Work item:
The answer must give back every line of the data exactly, with no pictures.

** Data for this task follows **

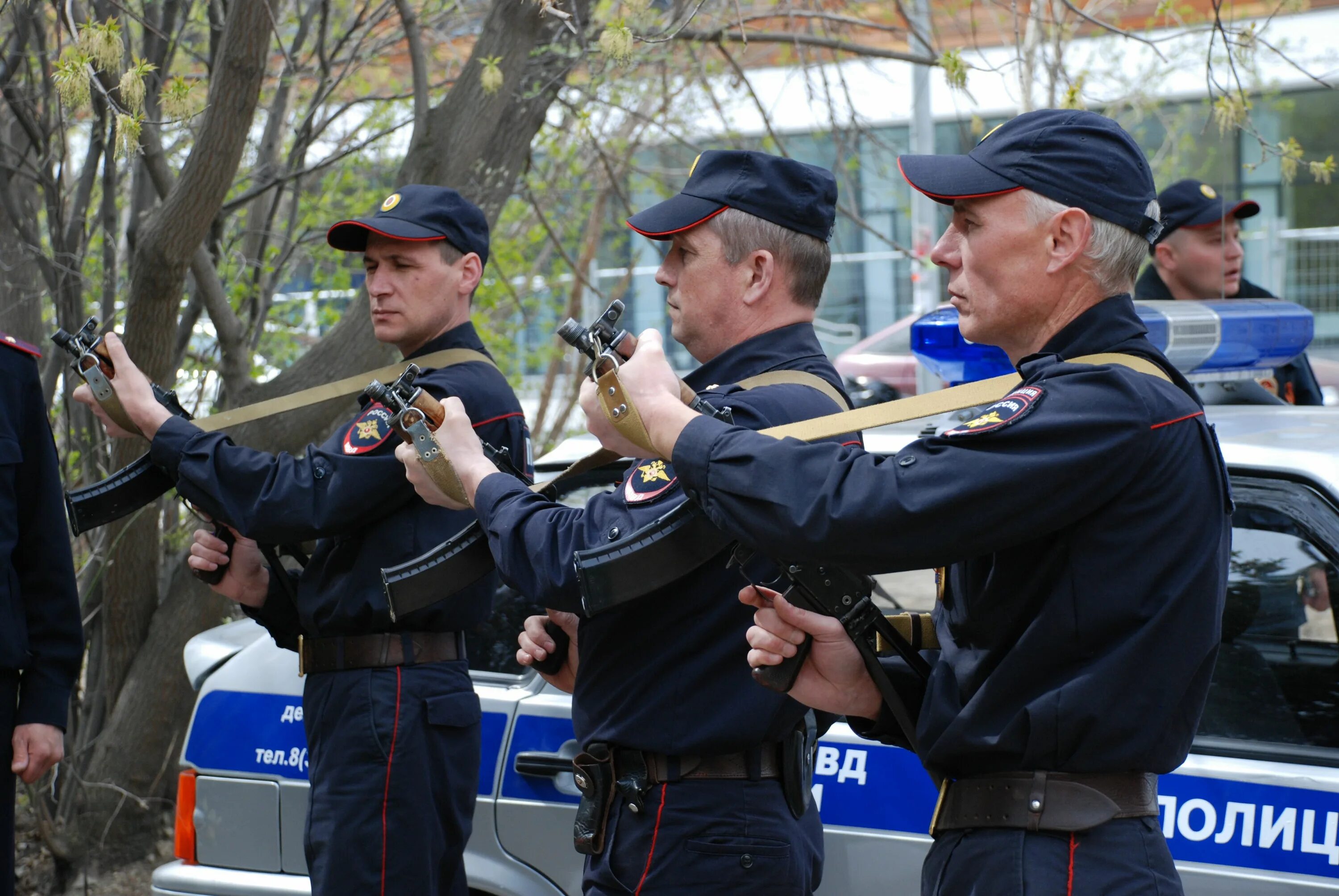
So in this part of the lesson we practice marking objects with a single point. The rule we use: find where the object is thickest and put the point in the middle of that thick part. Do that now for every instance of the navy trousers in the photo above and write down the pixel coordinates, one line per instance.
(1123, 858)
(394, 771)
(8, 705)
(709, 838)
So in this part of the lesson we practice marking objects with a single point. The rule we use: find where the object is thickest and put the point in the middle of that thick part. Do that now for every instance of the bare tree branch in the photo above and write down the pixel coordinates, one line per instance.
(807, 41)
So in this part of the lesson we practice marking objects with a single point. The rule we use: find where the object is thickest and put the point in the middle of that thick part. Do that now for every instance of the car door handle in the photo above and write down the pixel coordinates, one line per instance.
(543, 765)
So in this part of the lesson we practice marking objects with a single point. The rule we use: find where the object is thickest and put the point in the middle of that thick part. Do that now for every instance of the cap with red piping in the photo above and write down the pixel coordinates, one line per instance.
(796, 196)
(1074, 157)
(418, 212)
(1195, 204)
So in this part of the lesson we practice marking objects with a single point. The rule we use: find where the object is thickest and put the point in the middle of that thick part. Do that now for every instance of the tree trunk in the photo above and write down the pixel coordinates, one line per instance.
(476, 142)
(21, 280)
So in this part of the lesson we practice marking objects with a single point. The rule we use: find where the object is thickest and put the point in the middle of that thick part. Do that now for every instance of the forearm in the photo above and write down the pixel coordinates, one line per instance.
(279, 614)
(45, 570)
(279, 499)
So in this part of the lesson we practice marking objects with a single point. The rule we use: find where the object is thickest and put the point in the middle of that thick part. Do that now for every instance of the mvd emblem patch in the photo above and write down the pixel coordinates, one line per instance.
(1007, 410)
(371, 427)
(649, 481)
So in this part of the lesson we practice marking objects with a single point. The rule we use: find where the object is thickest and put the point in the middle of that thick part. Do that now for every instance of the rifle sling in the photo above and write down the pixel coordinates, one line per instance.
(140, 483)
(458, 562)
(615, 574)
(339, 389)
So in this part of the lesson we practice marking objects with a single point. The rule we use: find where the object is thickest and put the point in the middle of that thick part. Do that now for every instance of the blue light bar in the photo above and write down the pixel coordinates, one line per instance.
(1207, 340)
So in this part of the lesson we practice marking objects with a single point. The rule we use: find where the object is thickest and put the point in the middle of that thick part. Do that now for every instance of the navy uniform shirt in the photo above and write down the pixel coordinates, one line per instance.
(1295, 381)
(39, 602)
(665, 673)
(1086, 527)
(351, 496)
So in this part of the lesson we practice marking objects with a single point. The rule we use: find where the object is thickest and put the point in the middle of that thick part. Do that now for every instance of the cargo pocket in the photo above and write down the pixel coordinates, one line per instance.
(454, 710)
(738, 864)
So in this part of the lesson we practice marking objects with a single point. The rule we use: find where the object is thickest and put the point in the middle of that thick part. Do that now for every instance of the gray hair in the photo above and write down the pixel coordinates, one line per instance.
(804, 259)
(1113, 253)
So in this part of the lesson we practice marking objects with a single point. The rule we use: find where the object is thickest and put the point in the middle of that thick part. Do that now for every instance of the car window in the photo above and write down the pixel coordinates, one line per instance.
(1277, 681)
(895, 343)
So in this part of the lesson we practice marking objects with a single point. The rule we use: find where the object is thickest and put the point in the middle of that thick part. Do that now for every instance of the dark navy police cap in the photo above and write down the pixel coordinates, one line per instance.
(1193, 204)
(420, 212)
(782, 191)
(1074, 157)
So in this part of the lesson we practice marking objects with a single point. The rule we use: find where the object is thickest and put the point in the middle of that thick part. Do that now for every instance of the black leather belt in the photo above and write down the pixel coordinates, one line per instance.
(375, 651)
(752, 765)
(1045, 800)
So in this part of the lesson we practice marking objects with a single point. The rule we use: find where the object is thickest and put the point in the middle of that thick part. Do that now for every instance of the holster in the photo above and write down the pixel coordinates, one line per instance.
(594, 776)
(797, 764)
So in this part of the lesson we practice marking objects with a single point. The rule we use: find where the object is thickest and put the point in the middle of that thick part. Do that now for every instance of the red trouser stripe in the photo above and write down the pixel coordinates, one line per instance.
(1069, 890)
(654, 835)
(386, 795)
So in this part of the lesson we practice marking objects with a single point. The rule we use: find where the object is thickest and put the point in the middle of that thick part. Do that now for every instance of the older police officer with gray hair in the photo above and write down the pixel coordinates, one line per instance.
(1084, 522)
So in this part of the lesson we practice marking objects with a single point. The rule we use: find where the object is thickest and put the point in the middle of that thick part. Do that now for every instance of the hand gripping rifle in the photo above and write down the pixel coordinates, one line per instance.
(847, 597)
(462, 559)
(607, 344)
(140, 483)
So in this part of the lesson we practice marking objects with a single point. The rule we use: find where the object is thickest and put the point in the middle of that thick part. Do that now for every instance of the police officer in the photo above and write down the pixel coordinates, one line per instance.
(694, 745)
(42, 639)
(1199, 256)
(1084, 522)
(393, 722)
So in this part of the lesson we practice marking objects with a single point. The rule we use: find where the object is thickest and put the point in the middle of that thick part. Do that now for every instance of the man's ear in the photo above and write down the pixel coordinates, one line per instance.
(1070, 232)
(760, 268)
(1164, 256)
(472, 271)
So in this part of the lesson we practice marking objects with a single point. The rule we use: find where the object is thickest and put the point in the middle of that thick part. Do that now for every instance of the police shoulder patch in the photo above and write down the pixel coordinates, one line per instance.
(371, 427)
(1010, 409)
(649, 481)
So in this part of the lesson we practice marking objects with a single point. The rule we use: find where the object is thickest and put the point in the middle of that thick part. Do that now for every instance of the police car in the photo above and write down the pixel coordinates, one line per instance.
(1255, 808)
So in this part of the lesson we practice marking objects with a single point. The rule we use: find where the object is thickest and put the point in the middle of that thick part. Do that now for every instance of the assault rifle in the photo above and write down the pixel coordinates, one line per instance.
(138, 484)
(462, 559)
(848, 598)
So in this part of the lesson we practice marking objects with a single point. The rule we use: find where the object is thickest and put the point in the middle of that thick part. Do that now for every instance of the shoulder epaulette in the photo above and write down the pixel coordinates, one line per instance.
(29, 348)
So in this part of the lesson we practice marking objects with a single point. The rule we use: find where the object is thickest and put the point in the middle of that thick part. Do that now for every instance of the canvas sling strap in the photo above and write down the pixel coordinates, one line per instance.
(140, 483)
(465, 558)
(955, 398)
(339, 389)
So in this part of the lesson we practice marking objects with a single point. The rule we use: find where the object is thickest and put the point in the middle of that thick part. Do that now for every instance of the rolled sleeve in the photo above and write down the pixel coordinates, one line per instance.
(693, 453)
(279, 614)
(42, 700)
(169, 444)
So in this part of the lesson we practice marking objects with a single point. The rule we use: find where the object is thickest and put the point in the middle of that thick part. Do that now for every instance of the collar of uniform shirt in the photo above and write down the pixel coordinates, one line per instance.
(1108, 323)
(462, 336)
(756, 355)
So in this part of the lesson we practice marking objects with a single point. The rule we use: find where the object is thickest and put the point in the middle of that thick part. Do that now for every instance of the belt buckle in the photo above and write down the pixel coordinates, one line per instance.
(939, 805)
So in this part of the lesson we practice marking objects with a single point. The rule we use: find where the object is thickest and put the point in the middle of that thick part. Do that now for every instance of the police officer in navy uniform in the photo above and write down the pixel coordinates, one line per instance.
(41, 639)
(1085, 522)
(1199, 256)
(659, 681)
(393, 722)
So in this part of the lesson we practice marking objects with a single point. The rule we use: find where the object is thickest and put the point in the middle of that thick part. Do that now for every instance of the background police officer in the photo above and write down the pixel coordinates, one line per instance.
(393, 722)
(745, 270)
(1085, 522)
(1200, 255)
(41, 639)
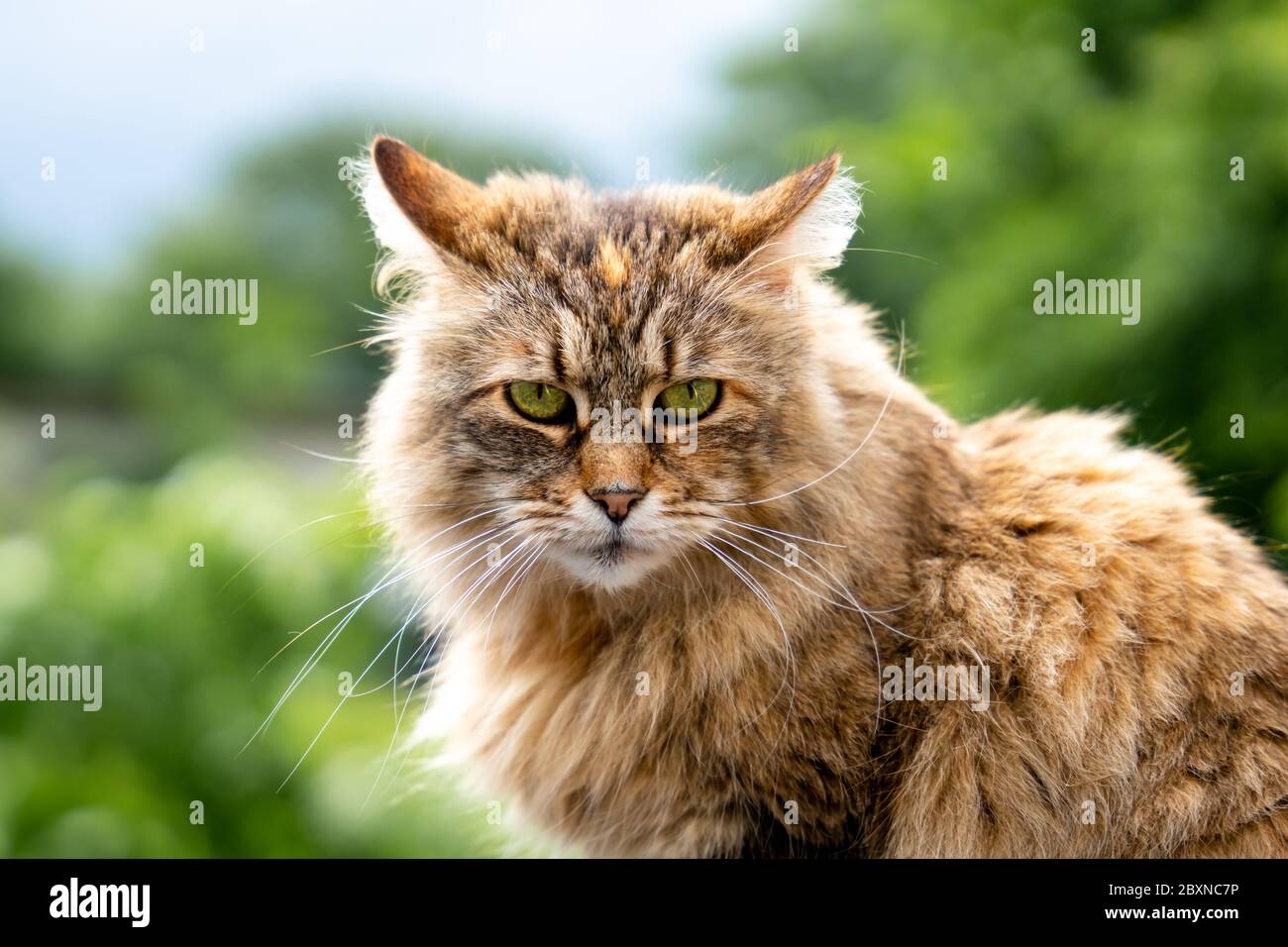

** End of Data for this task **

Exercise solution:
So in this part of the lesson we practice marking objects with a single point. The rule we use: find where the object is thickest and put the point in the middle of that thick part. Do that now for every instance of the navy trousers in the photo above and write down the pixel coordinates, one line per instance.
(1123, 858)
(394, 771)
(8, 705)
(709, 838)
So in this part of the lesson we practice marking objects with a single point. The rule we use: find where the object is thickest and put the point in the middle of that thick part. Do that now for every instance of the bare tree branch in the photo above and write down the pixel coordinates, one line per instance.
(807, 41)
So in this part of the lesson we practice marking objects with a single point. The rule we use: find where the object is thickest and put the point in the middle of that thick part. Do that now for every instance of the car door handle in the photo above and write down the pixel coordinates, one line per instance.
(543, 765)
So in this part of the lesson we practice marking objects with a single point. The rule we use: find where the object is thickest and put the point in the middle of that thick part. Do that now for every instance of the cap with red piping in the photo above and write down the pixel coordinates, one line per instance.
(796, 196)
(1074, 157)
(418, 212)
(1195, 204)
So in this part of the lesson we practice marking objects with a single point. The rule we use: find where the object is thickest and put the point in the middle of that thick part. Do that now for every instance of the tree trunk in the photo above and write down the pixel coordinates, one line per instance.
(476, 142)
(21, 280)
So in this part of the lesson we practice marking objects with a single point. The rule we use: find where the object is thickest and put the point in the middle of that thick part. Do that now for every instance of the forearm in the photo above and write down the pixel coordinates, one line per instance.
(279, 614)
(45, 570)
(279, 499)
So in this part of the lesson we practice marking objects with a single point. The rule we use: find where the object is thickest and put the point in the middle of that thick part. Do that now for every instance of the mvd emblem patch in the photo above and write down the pixel coordinates, one line per instance.
(1007, 410)
(371, 427)
(649, 481)
So in this part of the lesson we practice marking objects with a single point. The rule we use: find where the object is thickest and put the point in the middle of that thick part. Do that now for every instance of the rifle sling in the photo above and write down the pixel coordinates, one line per instance.
(140, 483)
(458, 562)
(615, 574)
(339, 389)
So in this part of the lesson we practice marking objects with a single point. The rule we use: find where the object is thickest and put the point in the middle of that thick part. Do that now for every instance of the blue light bar in the photo above and write down the pixel coordinates, one line per instance.
(1207, 340)
So in this part of the lesson we practice marking objects with a single point. The rule we use: find where the object is thickest and put the point in the middle of that thick part. Do that now for every instance of the navy uniform shirt in the photo above and write down the pixel coordinates, one line per instance.
(1295, 381)
(39, 602)
(665, 673)
(1086, 527)
(351, 496)
So in this part of the lesson we practice marking objects with a single point. The rule we use: find where the object is thickest and put the point in the middle of that thick part. Do that now for every instance of the cargo pocket in the photo above and write down the pixel coordinates, one line per instance.
(454, 710)
(738, 864)
So in this part of the lesson we practice marking objects with a single point. The rule we use: find where the object is thickest and put the point in the middle of that thick part. Do that now for every instance of the gray hair in the photo above and write down the pixel coordinates, one line per instance.
(804, 259)
(1113, 253)
So in this part of the lesson we practice marking objects with a single point. The rule we use: find where the object is thickest and put the point in the middle of that thick part. Do that now for every instance of the car window in the photo above and write down the pixel coordinates, one line per instance.
(1277, 681)
(895, 343)
So in this part of the lesson we practice marking objects with a single point. The rule we use: find where the object is thickest and put the point in the middle of that thick part. Do that now for every instance of the dark navy police cap in the photo above and write down the pixel coordinates, one line per instance.
(1193, 204)
(420, 212)
(782, 191)
(1074, 157)
So in this part of the lesson we practice marking objects with a single point. The rule we use: find where the object is thickest and put the point in the middle of that thick part. Do that now for every instance of the black leather belt in the photo above and write down the pixel coordinates, one line per instance.
(375, 651)
(752, 765)
(1045, 800)
So in this part of the lesson we practice marking objects with a single point. The rule we use: find where the object is thickest and put the point in the middle of that thick part. Do that now for every instance of the holster in the photo above and write down the pixel coordinates, one line per instance.
(594, 776)
(797, 764)
So in this part of the lesson we practice marking objects with a single point. The rule we use: find where the object is thickest and put the point in the middle of that thick part. Do that now for every instance of the red trouser stripe in the photo above and write down the pixel coordinates, one line per instance.
(1069, 890)
(654, 835)
(386, 795)
So in this part of the lesson we practice marking objects with a single point. The rule we use: find where the object is thickest and put the point in the middle of that thick part. Do that now for every instance of the older police officer with gray hair in the photo above and write down the pixel coordinates, one line per instance.
(1084, 522)
So in this part of the lesson we practice marking objects with a single point. The rule we use: find where the object is thickest and put the point in the middle of that thick part. Do that now for every instance of the hand gripping rifle in the photo above and write down the pixel coordinates, one line per instance.
(847, 597)
(462, 559)
(607, 344)
(140, 483)
So in this part of the lesson we practice marking objects with a single point. The rule we use: find where the object is thickest and put the point in the middle of that thick part. Do that now for every instance of the police officer in the photo above and write down the pixel coordinates, one line per instance.
(694, 745)
(42, 639)
(1199, 256)
(1084, 522)
(393, 722)
So in this part of the lesson we practice marking objects with a single point. The rule we use: find where the object is thickest and put the point in the middle of that thick part. Do that now for every instance of the man's ear in the photo above and write down the pixel coordinates, one line per instance.
(1070, 232)
(760, 268)
(1164, 256)
(472, 271)
So in this part of the lesson we practice marking objects with a single point. The rule we use: find where the object is thickest and put the point in the middle of that thick part. Do that now for every instance of the police shoulder patch in the photo above and write down the pixel coordinates, one line per instance.
(371, 427)
(1010, 409)
(649, 481)
So in this part of the lesson we practice marking objects with a single point. The rule we use: find where the object is thickest and put the point in the middle of that thick part. Do that now for every instance of the police car in the photo above and write down the pixel coordinates, one line per instance.
(1255, 808)
So in this part of the lesson we practice marking objects with a single point. The rule we use: find where the object is thickest and put the point in the middle of that thick part. Do that now for every instance of the assault rifle in the photo above and write down the pixel coordinates, one line per instance.
(138, 484)
(462, 559)
(848, 598)
So in this part of the lesson we practice marking objects with a single point. The rule we use: find where the object is thickest and put the point in the middle of that thick part. Do that now for every instance of the shoulder epaulette in the photo above and write down the pixel coordinates, one line per instance.
(29, 348)
So in this part of the lesson we practice marking objects with a single point. The rule we use: find where the object is thickest and put the point in the middle of that thick part. Do that now for every instance of the canvas sling strap in the photo above and write down the pixel coordinates, one line per instance.
(140, 483)
(465, 558)
(955, 398)
(339, 389)
So in this part of the lesson we practice marking objects with a single point. The rule we use: find where the object is thickest and put the point in the middle of that thick part. Do that now for every instance of the rolled sleeve in the photo above and write down the pixel coordinates, one line per instance.
(693, 453)
(279, 614)
(42, 700)
(169, 444)
So in this part of the lesson we practice marking objects with a single point. The rule we use: find where the object is thickest and put the point in the middle of that thick part. Do that now for every instance of the collar of uniform shirt in the photo above and write down the pixel coordinates, one line per instance.
(1108, 323)
(462, 336)
(756, 355)
So in this part of the lesson we practice marking objects with a single point. The rule we use: find where the object is thickest and put the point in the middle of that thick part. Do that now for every instance of the belt buckle in the photo above and write down the pixel coordinates, one line per instance.
(939, 805)
So in this part of the lesson we practice marking objects with a single point. The rule we use: find where the object is thickest and put the point in the middle of that thick part. Do that now for every instance of the police officer in navy uniform in the photo above and write down the pixel coordinates, one line per instance.
(41, 639)
(1085, 522)
(1199, 256)
(659, 681)
(393, 722)
So in this part of the lesson we practice marking objects with a single point. The rule we use: find where the object is thickest and put the point in the middle of that thick part. Do that now for every instance of the background police officer in the photo above and write down the pixel coordinates, one line per instance.
(393, 722)
(745, 270)
(1085, 522)
(1200, 255)
(41, 639)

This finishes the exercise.